• [EXERCISE DESCRIPTION]: List every line of the listing below that contains the word "knit", matching case exactly.

• [DATA SHOWN]:

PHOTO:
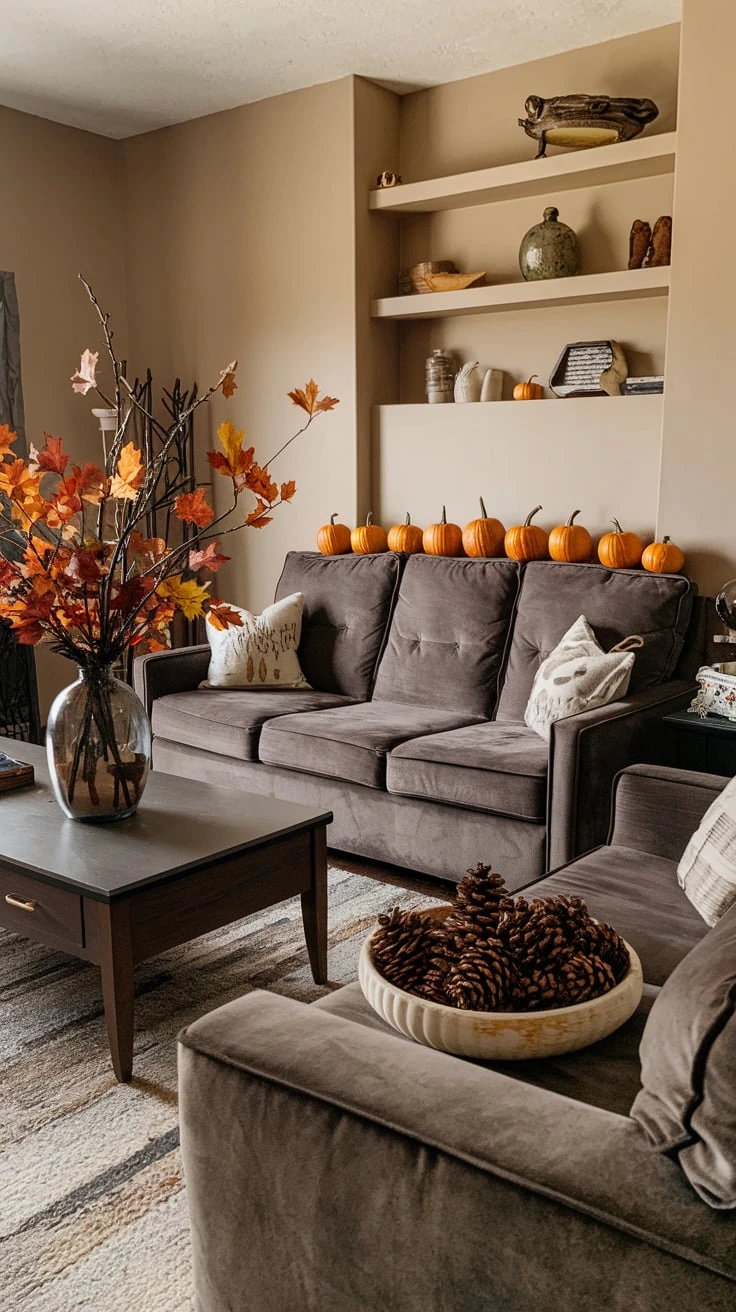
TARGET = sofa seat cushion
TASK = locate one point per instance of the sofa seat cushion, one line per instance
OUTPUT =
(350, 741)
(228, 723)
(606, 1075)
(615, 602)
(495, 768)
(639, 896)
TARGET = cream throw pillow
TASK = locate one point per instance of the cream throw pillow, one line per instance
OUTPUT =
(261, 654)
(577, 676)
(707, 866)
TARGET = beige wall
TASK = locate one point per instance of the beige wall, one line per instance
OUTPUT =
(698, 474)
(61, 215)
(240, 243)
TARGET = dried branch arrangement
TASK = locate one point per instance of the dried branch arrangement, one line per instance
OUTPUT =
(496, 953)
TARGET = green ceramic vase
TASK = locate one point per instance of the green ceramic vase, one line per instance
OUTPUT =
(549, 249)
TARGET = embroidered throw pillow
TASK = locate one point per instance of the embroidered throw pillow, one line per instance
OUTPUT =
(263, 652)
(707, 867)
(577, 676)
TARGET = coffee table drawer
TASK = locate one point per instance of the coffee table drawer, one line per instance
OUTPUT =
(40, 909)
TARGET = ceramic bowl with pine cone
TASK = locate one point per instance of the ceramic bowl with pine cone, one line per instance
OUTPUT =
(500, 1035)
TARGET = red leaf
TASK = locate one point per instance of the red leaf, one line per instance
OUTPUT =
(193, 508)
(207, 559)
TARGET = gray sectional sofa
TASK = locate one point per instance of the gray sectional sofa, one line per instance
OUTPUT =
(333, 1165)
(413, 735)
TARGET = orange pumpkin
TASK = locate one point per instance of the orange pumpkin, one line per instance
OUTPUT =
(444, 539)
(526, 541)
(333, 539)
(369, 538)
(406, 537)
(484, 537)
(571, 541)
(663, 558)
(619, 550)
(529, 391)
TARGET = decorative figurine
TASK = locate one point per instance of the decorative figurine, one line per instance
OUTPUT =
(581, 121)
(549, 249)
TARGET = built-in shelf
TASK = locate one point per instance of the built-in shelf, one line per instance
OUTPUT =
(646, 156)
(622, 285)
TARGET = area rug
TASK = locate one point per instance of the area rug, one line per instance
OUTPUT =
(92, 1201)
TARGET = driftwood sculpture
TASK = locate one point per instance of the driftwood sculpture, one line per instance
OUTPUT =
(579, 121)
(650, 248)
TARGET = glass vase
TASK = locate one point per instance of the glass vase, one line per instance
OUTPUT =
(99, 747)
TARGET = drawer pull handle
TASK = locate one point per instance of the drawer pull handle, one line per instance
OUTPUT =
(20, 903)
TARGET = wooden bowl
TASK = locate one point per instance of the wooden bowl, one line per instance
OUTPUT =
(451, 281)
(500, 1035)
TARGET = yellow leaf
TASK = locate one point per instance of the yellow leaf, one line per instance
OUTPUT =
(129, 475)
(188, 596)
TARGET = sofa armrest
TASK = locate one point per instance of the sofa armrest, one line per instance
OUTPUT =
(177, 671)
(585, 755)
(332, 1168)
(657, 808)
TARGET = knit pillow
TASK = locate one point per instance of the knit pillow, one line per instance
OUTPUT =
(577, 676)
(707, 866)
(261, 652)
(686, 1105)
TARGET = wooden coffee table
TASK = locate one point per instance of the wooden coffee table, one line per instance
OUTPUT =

--

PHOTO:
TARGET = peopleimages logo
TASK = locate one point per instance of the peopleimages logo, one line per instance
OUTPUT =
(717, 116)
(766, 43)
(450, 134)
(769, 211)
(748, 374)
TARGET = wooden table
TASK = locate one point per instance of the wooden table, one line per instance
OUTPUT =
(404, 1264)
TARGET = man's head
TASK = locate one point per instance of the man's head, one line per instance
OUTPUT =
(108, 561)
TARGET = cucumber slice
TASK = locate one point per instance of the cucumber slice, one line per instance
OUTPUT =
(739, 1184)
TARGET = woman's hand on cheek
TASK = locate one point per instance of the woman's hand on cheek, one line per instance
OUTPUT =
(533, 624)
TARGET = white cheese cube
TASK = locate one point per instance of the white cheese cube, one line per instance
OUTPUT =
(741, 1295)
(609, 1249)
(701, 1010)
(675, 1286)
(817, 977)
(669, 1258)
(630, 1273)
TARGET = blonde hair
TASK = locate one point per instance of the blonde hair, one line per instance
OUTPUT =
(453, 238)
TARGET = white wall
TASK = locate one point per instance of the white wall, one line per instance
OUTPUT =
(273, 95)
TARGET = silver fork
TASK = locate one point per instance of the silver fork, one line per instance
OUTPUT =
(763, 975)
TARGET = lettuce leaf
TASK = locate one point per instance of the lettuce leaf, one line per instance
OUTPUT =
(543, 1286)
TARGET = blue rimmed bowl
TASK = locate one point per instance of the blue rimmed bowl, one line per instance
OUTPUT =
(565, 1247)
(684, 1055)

• [OUTPUT]:
TARGET = knit pillow
TASK = locate one point per instance of the knit pillow, one line per instance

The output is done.